(Records from a data collection)
********************
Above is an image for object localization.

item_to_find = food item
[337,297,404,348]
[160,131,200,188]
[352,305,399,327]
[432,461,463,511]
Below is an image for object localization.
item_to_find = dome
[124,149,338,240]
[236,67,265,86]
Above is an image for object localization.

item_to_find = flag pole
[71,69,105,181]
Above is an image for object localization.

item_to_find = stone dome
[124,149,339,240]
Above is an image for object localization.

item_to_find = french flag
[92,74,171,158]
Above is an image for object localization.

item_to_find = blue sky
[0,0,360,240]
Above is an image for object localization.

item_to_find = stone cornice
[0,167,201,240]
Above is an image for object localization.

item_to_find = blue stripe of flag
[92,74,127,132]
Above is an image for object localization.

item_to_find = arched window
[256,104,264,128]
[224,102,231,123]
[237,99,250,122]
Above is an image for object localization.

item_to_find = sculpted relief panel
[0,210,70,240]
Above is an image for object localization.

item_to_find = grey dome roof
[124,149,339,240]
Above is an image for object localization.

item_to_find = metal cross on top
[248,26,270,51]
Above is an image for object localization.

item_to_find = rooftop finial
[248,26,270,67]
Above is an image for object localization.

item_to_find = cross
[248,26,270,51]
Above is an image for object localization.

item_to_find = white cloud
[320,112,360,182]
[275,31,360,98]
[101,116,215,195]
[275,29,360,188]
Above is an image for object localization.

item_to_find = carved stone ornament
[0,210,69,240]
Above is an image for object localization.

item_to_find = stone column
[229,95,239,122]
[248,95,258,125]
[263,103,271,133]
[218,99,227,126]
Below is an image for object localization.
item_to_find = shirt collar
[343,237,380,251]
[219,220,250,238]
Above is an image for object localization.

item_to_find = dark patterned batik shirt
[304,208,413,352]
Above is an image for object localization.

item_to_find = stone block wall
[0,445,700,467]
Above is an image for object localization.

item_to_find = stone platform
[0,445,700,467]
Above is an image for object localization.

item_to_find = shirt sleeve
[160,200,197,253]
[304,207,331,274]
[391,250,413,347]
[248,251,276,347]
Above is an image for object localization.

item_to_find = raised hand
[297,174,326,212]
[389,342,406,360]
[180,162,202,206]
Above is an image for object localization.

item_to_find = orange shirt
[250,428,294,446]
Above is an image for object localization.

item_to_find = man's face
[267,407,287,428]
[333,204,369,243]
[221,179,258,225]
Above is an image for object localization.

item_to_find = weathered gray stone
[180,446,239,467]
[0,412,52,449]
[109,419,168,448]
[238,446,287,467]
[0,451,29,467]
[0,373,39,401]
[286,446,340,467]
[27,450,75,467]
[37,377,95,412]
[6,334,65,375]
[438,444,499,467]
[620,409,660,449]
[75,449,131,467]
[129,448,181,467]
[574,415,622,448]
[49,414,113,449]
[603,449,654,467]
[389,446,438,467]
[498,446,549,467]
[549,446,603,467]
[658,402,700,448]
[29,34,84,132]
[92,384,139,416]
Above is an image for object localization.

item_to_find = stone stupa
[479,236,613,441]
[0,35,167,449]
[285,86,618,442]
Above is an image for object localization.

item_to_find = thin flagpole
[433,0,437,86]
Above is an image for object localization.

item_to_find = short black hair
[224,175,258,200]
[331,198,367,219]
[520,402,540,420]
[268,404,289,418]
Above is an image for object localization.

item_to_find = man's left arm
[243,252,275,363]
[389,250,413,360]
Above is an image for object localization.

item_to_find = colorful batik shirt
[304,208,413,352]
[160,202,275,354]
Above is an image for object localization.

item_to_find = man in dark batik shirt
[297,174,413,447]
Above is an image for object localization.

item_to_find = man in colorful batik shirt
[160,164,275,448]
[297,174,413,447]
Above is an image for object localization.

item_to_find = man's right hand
********************
Convert the material from its beginning through the line containing "[92,74,127,132]" into a JSON list of strings, one string per line and with blank lines omitted.

[
  "Above is an image for object localization.",
  "item_to_find = food item",
  "[337,297,404,348]",
  "[160,131,200,188]",
  "[352,305,399,327]",
  "[432,461,463,511]",
  "Below is an image for object localization.",
  "item_to_find = dome",
  "[124,149,338,240]",
  "[236,67,265,86]",
  "Above is an image for object localization.",
  "item_to_find = flag pole",
  "[71,69,105,181]",
  "Above is an image for object localization.",
  "item_to_find = stone dome",
  "[124,149,339,240]",
  "Above is an image for object localization.",
  "item_to_find = french flag",
  "[92,74,171,158]",
  "Above is an image for object localization.",
  "item_to_find = blue sky",
  "[0,0,360,240]",
  "Above is an image for object localization.",
  "item_to_find = stone cornice",
  "[0,167,201,240]",
  "Above is an image for object localization.",
  "item_to_find = blue stripe of flag",
  "[92,74,127,132]"
]